## DATA TO EXAMINE
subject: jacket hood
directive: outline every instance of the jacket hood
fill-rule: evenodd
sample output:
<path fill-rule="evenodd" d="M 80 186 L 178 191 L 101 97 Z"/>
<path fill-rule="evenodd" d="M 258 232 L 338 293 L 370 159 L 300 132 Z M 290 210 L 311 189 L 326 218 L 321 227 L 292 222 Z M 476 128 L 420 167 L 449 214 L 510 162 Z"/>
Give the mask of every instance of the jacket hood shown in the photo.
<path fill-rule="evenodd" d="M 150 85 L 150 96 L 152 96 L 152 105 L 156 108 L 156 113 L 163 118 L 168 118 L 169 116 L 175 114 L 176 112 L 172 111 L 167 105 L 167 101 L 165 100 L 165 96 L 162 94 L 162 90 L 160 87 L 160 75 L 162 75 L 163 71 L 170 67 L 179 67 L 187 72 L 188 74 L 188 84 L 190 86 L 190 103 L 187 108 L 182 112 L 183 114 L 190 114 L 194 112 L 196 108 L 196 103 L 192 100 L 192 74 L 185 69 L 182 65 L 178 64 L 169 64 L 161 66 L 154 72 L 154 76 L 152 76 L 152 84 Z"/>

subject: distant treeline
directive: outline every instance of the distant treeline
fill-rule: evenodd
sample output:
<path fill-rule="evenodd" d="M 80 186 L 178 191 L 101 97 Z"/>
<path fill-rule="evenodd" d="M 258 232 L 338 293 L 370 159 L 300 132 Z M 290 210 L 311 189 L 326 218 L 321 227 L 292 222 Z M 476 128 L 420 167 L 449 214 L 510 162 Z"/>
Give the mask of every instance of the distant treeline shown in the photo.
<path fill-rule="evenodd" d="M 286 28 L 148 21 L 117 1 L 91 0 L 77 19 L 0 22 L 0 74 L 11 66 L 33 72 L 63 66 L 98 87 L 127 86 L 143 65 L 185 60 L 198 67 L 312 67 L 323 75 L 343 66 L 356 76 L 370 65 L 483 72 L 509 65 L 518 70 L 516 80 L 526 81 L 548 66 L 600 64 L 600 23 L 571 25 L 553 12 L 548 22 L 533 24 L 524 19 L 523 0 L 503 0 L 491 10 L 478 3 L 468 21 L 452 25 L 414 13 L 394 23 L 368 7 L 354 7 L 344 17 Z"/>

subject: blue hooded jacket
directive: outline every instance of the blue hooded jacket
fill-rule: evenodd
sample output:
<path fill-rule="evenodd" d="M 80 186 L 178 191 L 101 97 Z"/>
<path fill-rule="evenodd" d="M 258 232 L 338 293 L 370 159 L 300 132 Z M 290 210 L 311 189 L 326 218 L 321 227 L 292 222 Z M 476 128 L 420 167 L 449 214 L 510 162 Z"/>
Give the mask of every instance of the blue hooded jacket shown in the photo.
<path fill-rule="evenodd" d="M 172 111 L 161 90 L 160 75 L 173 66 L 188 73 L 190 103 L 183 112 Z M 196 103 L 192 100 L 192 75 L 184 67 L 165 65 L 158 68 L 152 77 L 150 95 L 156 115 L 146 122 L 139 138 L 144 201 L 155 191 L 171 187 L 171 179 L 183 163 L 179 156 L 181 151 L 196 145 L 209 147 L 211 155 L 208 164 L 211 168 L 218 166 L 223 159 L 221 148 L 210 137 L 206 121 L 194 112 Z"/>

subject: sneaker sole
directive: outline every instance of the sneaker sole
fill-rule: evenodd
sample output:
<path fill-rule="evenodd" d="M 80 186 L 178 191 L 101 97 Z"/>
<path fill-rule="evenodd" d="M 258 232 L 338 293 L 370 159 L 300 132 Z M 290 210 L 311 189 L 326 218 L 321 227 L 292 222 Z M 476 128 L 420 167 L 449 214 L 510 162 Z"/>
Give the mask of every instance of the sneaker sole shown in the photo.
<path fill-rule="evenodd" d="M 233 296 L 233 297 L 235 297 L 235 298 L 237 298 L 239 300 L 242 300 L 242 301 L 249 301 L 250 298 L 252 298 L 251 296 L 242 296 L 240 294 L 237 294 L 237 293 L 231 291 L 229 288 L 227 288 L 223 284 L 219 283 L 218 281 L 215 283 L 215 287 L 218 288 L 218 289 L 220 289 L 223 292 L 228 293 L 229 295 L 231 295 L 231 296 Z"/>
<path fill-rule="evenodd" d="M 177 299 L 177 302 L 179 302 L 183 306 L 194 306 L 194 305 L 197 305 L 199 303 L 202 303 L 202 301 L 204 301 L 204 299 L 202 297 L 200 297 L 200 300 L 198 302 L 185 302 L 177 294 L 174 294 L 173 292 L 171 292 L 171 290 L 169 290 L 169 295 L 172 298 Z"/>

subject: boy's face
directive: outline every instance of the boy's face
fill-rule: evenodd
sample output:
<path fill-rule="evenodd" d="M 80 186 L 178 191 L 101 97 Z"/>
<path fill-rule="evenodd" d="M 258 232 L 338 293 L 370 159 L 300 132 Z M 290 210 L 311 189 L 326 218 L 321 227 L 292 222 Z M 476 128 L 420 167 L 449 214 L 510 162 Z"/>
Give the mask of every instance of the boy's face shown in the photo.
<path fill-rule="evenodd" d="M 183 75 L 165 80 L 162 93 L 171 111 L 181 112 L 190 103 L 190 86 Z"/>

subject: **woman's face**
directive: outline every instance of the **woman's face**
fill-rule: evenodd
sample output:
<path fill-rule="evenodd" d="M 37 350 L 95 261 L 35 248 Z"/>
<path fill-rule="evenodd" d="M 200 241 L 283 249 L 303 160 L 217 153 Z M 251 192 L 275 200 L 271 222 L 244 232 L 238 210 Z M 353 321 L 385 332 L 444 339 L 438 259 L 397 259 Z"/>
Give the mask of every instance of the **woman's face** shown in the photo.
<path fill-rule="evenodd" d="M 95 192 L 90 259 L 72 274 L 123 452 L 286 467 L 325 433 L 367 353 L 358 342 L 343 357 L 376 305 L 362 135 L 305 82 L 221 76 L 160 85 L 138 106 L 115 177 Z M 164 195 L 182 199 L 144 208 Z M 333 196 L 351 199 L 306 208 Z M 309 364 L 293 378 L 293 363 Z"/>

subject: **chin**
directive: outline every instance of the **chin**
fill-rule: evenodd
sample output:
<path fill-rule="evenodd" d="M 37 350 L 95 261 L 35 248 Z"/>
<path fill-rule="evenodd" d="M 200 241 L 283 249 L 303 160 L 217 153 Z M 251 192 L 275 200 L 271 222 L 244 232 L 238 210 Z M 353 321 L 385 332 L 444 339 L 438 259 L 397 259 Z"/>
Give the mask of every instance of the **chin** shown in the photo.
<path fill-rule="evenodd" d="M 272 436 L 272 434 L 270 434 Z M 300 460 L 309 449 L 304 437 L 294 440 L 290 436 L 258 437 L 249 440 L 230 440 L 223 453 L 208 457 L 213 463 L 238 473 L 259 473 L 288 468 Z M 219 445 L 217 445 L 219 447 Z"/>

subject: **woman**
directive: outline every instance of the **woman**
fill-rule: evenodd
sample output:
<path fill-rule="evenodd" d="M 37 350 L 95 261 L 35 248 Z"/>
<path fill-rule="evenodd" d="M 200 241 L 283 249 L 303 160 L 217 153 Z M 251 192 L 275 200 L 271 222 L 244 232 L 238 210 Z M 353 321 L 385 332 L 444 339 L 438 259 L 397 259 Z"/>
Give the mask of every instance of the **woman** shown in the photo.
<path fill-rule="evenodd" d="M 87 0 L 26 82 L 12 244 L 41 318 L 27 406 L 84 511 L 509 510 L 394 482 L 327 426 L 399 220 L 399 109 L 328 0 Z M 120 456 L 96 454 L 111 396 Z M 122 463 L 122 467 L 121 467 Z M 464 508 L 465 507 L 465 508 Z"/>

## PROBLEM TO WORK ON
The lines to copy are those in the listing that contain the word "subject".

## TASK RESULT
subject: jacket hood
subject: distant treeline
subject: blue hooded jacket
subject: sneaker sole
subject: boy's face
subject: **woman's face**
subject: **chin**
subject: **woman**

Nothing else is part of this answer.